== Segment start ==
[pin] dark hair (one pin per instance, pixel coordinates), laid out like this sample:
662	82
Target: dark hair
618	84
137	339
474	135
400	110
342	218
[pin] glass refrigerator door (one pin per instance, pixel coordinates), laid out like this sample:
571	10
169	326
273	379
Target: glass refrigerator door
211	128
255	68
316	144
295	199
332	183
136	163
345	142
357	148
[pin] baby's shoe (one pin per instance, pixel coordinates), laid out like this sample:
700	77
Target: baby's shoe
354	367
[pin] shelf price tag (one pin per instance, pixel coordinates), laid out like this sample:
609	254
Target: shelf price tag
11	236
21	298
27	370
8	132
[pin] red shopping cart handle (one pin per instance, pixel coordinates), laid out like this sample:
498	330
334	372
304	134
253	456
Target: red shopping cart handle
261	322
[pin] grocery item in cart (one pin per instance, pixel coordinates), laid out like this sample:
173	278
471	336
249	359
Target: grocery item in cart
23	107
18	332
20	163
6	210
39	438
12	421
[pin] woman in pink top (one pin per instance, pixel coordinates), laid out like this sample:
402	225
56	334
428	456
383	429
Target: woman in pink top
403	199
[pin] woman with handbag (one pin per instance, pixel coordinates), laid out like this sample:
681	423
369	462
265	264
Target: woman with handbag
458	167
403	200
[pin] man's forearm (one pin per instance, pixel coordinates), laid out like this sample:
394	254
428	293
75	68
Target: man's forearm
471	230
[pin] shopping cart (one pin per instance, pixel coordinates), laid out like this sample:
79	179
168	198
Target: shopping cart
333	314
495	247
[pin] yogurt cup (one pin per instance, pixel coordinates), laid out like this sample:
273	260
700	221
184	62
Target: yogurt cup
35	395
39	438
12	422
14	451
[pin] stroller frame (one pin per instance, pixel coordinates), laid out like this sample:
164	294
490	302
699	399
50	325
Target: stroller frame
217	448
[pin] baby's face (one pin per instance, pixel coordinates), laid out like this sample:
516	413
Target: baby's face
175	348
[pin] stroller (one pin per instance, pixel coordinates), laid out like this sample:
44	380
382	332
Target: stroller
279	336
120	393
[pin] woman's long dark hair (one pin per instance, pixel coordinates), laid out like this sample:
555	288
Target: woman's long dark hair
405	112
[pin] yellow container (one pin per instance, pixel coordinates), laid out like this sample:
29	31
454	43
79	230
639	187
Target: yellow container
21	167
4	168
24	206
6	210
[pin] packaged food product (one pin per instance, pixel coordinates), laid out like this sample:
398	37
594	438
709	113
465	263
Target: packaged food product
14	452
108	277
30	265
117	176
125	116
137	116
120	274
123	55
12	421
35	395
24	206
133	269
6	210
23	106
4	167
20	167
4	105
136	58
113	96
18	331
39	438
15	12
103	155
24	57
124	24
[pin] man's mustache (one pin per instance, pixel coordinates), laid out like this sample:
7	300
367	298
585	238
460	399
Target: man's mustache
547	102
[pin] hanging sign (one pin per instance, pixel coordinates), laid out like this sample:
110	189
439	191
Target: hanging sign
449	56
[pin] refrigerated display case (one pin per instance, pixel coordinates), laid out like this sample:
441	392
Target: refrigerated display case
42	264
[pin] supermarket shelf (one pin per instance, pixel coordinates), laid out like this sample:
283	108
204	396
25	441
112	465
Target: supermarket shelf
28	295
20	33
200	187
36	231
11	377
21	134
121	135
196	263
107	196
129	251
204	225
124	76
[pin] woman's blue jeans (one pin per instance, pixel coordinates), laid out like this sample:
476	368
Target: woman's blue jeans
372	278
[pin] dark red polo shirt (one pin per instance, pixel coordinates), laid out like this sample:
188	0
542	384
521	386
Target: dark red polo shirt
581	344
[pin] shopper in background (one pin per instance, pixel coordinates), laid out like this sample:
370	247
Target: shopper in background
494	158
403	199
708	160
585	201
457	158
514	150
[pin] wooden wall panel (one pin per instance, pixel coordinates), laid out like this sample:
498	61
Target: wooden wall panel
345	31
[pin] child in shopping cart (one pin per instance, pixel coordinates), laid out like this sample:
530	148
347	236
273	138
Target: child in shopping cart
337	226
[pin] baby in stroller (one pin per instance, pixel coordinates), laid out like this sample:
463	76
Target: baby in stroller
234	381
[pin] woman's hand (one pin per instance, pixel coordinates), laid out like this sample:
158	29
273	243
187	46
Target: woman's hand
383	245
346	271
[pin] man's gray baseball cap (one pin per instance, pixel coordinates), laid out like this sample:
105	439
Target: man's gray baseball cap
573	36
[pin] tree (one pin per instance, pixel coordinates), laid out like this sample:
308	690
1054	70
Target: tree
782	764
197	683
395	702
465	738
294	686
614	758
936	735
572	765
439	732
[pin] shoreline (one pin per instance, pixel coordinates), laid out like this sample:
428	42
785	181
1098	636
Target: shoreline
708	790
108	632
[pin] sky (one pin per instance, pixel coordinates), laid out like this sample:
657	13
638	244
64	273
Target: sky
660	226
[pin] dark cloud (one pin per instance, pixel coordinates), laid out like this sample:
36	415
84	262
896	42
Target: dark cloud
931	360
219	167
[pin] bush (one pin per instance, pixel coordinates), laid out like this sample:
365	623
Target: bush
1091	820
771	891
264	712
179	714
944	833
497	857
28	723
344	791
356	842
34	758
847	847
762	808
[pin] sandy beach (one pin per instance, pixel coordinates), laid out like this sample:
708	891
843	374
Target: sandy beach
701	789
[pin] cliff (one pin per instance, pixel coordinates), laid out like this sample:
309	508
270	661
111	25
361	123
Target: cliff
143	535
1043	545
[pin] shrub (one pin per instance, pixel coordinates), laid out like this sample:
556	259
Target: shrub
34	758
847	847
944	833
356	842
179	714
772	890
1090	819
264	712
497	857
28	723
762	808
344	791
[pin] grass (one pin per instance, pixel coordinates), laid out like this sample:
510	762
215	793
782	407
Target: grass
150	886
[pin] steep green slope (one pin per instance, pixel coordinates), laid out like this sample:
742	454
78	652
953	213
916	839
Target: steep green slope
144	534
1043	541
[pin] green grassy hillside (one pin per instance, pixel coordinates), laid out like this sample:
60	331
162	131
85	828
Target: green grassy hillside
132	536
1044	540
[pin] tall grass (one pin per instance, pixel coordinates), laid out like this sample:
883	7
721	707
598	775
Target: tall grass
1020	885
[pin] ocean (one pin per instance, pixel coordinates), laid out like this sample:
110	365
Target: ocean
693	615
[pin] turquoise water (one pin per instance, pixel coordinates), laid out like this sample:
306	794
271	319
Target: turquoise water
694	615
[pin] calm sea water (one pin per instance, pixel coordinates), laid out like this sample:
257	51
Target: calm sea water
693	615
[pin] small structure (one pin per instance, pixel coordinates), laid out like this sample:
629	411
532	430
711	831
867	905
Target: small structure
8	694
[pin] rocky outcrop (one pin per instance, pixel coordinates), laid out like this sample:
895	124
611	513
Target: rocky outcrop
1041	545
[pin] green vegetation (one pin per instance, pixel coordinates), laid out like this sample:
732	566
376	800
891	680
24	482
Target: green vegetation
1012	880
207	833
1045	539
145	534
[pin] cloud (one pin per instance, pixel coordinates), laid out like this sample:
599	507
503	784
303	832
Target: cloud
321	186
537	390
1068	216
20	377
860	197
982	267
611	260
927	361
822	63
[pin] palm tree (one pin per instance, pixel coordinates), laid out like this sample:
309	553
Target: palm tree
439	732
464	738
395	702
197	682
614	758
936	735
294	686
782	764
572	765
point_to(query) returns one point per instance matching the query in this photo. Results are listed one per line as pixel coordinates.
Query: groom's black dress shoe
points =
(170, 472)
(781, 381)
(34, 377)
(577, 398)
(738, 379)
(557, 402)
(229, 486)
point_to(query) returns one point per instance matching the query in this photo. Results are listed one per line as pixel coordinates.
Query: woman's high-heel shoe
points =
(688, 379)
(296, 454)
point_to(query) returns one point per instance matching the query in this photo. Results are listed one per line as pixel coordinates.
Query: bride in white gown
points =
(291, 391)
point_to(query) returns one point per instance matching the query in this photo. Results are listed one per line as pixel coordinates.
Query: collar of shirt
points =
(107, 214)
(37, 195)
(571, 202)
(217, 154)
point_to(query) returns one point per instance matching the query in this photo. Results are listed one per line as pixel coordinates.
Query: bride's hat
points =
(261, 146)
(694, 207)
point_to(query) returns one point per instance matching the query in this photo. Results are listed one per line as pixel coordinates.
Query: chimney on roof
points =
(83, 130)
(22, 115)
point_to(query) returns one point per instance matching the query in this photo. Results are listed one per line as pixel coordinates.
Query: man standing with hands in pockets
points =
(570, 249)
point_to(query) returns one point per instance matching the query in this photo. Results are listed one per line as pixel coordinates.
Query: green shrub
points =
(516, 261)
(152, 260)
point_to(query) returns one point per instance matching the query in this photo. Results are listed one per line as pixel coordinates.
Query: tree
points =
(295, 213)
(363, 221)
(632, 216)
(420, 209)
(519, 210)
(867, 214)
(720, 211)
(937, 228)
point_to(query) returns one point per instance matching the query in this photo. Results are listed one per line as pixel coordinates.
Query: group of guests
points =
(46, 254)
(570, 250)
== Segment end ==
Please show the lines of the material that contain the string "bride".

RESPONSE AREA ▸
Query: bride in white gown
Query: bride's hat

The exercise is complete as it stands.